DATA FOR THIS TASK:
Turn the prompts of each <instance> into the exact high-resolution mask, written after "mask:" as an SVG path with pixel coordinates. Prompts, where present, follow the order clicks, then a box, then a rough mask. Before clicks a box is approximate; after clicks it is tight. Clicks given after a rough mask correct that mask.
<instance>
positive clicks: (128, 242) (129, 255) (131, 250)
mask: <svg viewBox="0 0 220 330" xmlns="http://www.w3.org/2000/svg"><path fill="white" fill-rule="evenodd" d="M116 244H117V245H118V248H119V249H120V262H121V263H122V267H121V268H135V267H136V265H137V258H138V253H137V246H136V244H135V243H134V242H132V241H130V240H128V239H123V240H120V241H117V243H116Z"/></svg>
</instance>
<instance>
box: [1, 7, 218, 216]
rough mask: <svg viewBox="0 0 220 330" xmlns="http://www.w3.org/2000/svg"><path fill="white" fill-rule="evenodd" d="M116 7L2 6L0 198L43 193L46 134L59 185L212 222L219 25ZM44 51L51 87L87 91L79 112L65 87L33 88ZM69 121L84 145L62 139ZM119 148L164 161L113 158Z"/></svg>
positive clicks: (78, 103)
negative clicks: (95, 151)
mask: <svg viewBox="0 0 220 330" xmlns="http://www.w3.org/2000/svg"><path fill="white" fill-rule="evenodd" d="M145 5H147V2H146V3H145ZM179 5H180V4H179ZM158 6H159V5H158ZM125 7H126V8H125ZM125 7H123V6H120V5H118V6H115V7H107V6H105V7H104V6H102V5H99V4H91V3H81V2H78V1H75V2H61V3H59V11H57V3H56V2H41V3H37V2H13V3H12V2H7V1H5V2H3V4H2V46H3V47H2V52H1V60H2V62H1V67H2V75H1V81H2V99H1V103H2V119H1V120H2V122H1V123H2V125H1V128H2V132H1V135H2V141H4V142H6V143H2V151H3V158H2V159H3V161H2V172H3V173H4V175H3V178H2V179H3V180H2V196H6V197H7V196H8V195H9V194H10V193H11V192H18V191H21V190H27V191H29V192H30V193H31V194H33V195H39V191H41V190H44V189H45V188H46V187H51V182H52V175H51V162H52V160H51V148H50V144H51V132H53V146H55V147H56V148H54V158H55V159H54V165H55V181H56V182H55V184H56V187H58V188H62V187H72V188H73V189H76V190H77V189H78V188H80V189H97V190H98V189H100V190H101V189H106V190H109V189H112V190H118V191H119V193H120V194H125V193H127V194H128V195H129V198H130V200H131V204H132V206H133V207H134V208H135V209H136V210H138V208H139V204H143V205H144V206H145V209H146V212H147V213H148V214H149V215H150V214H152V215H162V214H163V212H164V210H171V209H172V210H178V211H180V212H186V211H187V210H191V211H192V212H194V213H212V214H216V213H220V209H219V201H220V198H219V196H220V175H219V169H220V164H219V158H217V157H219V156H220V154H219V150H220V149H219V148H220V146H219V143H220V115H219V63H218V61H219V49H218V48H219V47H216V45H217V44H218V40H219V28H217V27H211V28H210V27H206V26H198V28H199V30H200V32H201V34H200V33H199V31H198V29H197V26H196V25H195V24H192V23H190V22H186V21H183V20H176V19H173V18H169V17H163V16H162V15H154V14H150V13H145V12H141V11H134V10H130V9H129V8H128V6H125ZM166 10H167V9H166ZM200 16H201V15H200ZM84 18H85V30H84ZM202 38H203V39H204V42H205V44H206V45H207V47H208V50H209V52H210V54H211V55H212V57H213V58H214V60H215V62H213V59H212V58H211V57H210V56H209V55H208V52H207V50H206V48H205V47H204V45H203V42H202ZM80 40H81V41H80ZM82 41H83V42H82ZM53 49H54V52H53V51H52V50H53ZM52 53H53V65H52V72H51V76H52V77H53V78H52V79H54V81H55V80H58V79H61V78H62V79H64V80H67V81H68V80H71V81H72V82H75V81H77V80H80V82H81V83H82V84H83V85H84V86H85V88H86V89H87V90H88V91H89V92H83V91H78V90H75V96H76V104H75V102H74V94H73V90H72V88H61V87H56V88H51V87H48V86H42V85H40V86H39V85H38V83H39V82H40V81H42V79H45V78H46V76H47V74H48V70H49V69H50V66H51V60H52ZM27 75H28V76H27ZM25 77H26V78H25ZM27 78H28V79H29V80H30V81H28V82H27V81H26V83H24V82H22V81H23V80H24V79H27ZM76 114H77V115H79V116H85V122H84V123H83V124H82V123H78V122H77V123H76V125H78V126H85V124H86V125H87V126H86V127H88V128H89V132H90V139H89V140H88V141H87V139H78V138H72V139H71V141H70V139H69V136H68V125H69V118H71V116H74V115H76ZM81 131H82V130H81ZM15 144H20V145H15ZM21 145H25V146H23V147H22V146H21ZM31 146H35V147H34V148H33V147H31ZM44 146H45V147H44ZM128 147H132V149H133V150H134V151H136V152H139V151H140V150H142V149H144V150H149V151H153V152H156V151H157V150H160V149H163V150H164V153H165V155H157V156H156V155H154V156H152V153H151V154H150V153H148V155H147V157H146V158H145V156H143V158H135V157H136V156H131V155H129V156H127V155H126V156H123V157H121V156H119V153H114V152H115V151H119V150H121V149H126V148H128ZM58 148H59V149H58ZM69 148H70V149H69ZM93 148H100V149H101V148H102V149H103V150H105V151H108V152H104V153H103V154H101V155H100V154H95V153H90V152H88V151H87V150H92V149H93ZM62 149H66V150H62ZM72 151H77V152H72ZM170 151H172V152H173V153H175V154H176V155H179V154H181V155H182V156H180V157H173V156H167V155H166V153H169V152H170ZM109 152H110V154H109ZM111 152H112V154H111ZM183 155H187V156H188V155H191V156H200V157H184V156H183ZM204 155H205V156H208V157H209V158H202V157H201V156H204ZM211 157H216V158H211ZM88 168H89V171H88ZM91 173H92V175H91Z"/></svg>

ACTION ITEM:
Rewrite all of the data above with every "rough mask" changed to "coarse mask", leaving everything else untouched.

SOLUTION TO THIS PROBLEM:
Turn the prompts of each <instance> into the exact high-resolution mask, written after "mask:" as an SVG path with pixel coordinates. Prompts, where present, follow the order clicks, then a box, then a coarse mask. Before clicks a box is approximate; after clicks it is tight. Clicks given after a coarse mask correct that mask.
<instance>
positive clicks: (128, 242) (129, 255) (131, 250)
mask: <svg viewBox="0 0 220 330" xmlns="http://www.w3.org/2000/svg"><path fill="white" fill-rule="evenodd" d="M116 244H117V245H118V248H119V249H120V262H121V263H122V267H121V268H135V267H136V265H137V258H138V253H137V246H136V244H135V243H134V242H132V241H130V240H128V239H123V240H120V241H117V243H116Z"/></svg>
</instance>
<instance>
box: [1, 7, 218, 216]
coarse mask: <svg viewBox="0 0 220 330" xmlns="http://www.w3.org/2000/svg"><path fill="white" fill-rule="evenodd" d="M116 7L2 6L0 198L43 193L46 134L59 185L212 222L219 25ZM44 51L51 87L87 91L79 112L65 87L33 88ZM69 121L84 145L62 139ZM119 148L164 161L113 158Z"/></svg>
positive clicks: (78, 103)
negative clicks: (95, 151)
mask: <svg viewBox="0 0 220 330" xmlns="http://www.w3.org/2000/svg"><path fill="white" fill-rule="evenodd" d="M145 5H147V2H146V3H145ZM179 5H180V4H179ZM158 6H159V5H158ZM125 7H126V8H125ZM125 7H123V6H120V5H118V6H115V7H107V6H105V7H104V6H102V5H99V4H91V3H81V2H78V1H75V2H61V3H59V11H57V3H56V2H41V3H37V2H13V3H12V2H7V1H5V2H3V4H2V46H3V47H2V52H1V60H2V62H1V67H2V75H1V81H2V99H1V103H2V119H1V120H2V122H1V123H2V125H1V128H2V132H1V135H2V141H4V142H6V143H2V151H3V158H2V159H3V161H2V172H3V173H4V175H3V178H2V179H3V180H2V196H6V197H7V196H8V195H9V194H10V193H11V192H18V191H21V190H27V191H29V192H30V193H31V194H33V195H39V191H41V190H44V189H45V188H46V187H51V182H52V175H51V162H52V160H51V148H50V144H51V132H53V146H55V147H56V148H54V158H55V159H54V165H55V181H56V182H55V184H56V187H58V188H62V187H72V188H73V189H76V190H77V189H78V188H80V189H97V190H98V189H100V190H101V189H106V190H109V189H112V190H118V191H119V193H120V194H125V193H127V194H128V195H129V198H130V200H131V204H132V206H133V207H134V208H135V209H136V210H138V208H139V204H143V205H144V206H145V209H146V212H147V213H148V214H149V215H150V214H152V215H162V214H163V212H164V210H171V209H172V210H178V211H180V212H186V211H187V210H191V211H192V212H194V213H212V214H216V213H220V209H219V201H220V198H219V196H220V175H219V169H220V164H219V158H217V157H219V156H220V154H219V150H220V149H219V148H220V146H219V143H220V115H219V63H218V61H219V49H218V48H219V47H216V45H217V44H218V40H219V28H217V27H211V28H210V27H206V26H198V28H199V30H200V32H201V34H200V33H199V31H198V29H197V26H196V25H195V24H192V23H190V22H186V21H183V20H176V19H173V18H169V17H163V16H162V15H154V14H150V13H145V12H141V11H134V10H130V9H129V8H128V6H125ZM166 10H167V9H166ZM200 16H201V15H200ZM84 18H85V30H84ZM202 38H203V39H204V42H205V44H206V45H207V47H208V50H209V52H210V54H211V55H212V57H213V58H214V60H215V62H213V59H212V58H211V57H210V56H209V55H208V52H207V50H206V48H205V47H204V45H203V42H202ZM80 40H81V41H80ZM82 41H83V42H82ZM53 49H54V52H53V51H52V50H53ZM52 53H53V65H52V72H51V76H52V77H53V78H52V79H54V81H55V80H58V79H61V78H62V79H64V80H67V81H68V80H71V81H72V82H75V81H77V80H80V82H81V83H82V84H83V85H84V86H85V88H86V89H87V90H88V91H89V92H83V91H78V90H75V96H76V104H75V102H74V94H73V90H72V88H61V87H56V88H51V87H48V86H42V85H40V86H39V85H38V83H39V82H40V81H42V79H45V78H46V76H47V74H48V70H49V69H50V66H51V60H52ZM27 75H28V76H27ZM25 77H26V78H25ZM27 78H28V79H29V80H30V81H28V82H27V81H26V83H24V82H22V81H23V80H24V79H27ZM76 114H77V115H79V116H85V122H84V123H83V124H82V123H78V122H77V123H76V125H78V126H85V124H86V125H87V126H86V127H88V128H89V132H90V139H89V140H88V141H87V139H78V138H72V139H71V141H70V139H69V136H68V125H69V118H71V116H74V115H76ZM81 131H82V130H81ZM15 144H20V145H15ZM21 145H25V146H23V147H22V146H21ZM31 146H35V147H34V148H33V147H31ZM44 146H45V147H44ZM128 147H132V149H133V150H134V151H136V152H139V151H140V150H142V149H144V150H149V151H153V152H156V151H157V150H160V149H163V150H164V153H165V155H157V156H156V155H154V156H152V153H151V154H150V153H148V155H147V157H146V158H145V156H143V158H135V157H136V156H131V155H129V156H127V155H126V156H123V157H121V156H119V153H114V152H115V151H119V150H121V149H126V148H128ZM58 148H59V149H58ZM69 148H70V149H69ZM93 148H100V149H101V148H102V149H103V150H105V151H108V152H104V153H103V154H101V155H100V154H95V153H90V152H88V151H87V150H92V149H93ZM62 149H66V150H62ZM72 151H77V152H72ZM170 151H172V152H173V153H175V154H176V155H179V154H181V155H182V156H180V157H173V156H167V155H166V153H169V152H170ZM109 152H110V154H109ZM111 152H112V154H111ZM183 155H187V156H188V155H191V156H200V157H184V156H183ZM204 155H205V156H208V157H209V158H202V157H201V156H204ZM211 157H216V158H211ZM88 168H89V171H88ZM91 173H92V175H91Z"/></svg>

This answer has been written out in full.